Referring expression data:
________________________________________

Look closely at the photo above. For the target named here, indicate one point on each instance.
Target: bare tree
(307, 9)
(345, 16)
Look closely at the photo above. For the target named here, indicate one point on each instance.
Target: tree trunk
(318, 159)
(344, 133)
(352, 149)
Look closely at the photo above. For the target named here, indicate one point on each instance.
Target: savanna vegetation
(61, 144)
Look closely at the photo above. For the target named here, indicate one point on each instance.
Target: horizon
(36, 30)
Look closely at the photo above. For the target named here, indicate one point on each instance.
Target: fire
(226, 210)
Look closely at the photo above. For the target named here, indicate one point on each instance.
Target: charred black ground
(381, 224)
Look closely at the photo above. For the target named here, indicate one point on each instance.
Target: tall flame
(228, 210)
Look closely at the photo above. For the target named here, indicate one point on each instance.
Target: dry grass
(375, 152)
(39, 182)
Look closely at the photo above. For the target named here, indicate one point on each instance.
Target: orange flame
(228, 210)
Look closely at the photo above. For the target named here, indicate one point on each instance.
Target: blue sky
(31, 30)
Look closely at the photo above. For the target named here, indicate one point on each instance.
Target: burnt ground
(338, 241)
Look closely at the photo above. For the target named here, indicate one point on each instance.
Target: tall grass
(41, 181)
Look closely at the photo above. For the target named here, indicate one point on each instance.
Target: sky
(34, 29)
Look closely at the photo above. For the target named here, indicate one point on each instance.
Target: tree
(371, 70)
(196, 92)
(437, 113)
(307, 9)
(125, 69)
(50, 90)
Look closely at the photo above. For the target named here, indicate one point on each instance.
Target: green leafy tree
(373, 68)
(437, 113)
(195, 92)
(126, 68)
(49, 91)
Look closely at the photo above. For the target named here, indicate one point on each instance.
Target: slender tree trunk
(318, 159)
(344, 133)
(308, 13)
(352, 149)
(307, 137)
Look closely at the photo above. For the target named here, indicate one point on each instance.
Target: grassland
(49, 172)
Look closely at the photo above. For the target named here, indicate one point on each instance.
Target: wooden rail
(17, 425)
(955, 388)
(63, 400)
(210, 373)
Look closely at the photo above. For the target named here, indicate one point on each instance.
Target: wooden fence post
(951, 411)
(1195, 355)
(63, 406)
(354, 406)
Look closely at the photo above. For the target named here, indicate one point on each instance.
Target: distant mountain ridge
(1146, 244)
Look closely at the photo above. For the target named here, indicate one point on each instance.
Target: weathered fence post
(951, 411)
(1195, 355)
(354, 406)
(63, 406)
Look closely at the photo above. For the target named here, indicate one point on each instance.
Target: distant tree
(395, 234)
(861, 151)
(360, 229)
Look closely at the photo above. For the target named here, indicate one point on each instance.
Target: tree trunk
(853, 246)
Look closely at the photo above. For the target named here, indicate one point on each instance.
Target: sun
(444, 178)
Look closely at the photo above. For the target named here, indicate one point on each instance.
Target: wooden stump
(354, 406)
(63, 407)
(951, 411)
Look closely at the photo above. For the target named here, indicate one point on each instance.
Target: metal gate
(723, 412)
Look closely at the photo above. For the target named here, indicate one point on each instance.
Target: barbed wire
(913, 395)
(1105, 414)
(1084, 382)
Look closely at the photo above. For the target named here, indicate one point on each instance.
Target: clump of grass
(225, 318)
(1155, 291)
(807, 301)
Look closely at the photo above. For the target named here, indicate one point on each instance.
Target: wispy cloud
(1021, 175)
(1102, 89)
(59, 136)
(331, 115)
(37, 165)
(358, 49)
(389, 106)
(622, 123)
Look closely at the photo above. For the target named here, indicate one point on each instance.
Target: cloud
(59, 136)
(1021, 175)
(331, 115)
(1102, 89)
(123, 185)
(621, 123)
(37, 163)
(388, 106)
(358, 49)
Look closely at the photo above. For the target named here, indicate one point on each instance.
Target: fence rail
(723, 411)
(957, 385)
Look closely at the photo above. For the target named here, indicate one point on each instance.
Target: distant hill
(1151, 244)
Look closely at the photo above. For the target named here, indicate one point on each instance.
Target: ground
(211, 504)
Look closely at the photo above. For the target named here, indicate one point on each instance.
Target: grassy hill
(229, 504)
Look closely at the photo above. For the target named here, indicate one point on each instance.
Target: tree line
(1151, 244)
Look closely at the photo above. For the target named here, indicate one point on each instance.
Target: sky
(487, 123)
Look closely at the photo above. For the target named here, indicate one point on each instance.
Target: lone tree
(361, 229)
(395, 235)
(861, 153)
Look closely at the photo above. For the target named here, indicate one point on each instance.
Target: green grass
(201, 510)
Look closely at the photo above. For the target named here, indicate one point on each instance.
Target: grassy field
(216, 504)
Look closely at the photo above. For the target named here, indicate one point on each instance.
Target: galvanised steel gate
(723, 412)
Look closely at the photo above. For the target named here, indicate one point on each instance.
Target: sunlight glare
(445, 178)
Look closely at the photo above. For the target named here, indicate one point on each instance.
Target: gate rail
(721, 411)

________________________________________

TASK INSTRUCTIONS
The result should consist solely of the lines from the one that contains "Target: tree line" to the last line of the records above, reproduced exactly.

SOLUTION FOR THIS TASK
Target: tree line
(1151, 244)
Look closely at the photo above. For the target named here, indicate one point on each instance.
Target: sky
(487, 123)
Look closely at the photo above. For the target named here, indicate one point on each instance.
Target: lone tree
(361, 229)
(395, 235)
(861, 153)
Look closely at the photo above. For the target named here, indicate one point on each instance.
Target: green grass
(201, 510)
Look closely at the photo above. For the target named here, indicate one point on each instance.
Target: grassy field
(216, 504)
Look closely at the photo above. For the target named here, indicate one point on each instance.
Target: galvanised steel gate
(723, 412)
Look closely at the photo above. For the target named here, indicate one point on each instance.
Target: sunlight glare
(445, 178)
Look closely at the photo above. For the target named here, indicate one point on each instance.
Target: gate rail
(721, 411)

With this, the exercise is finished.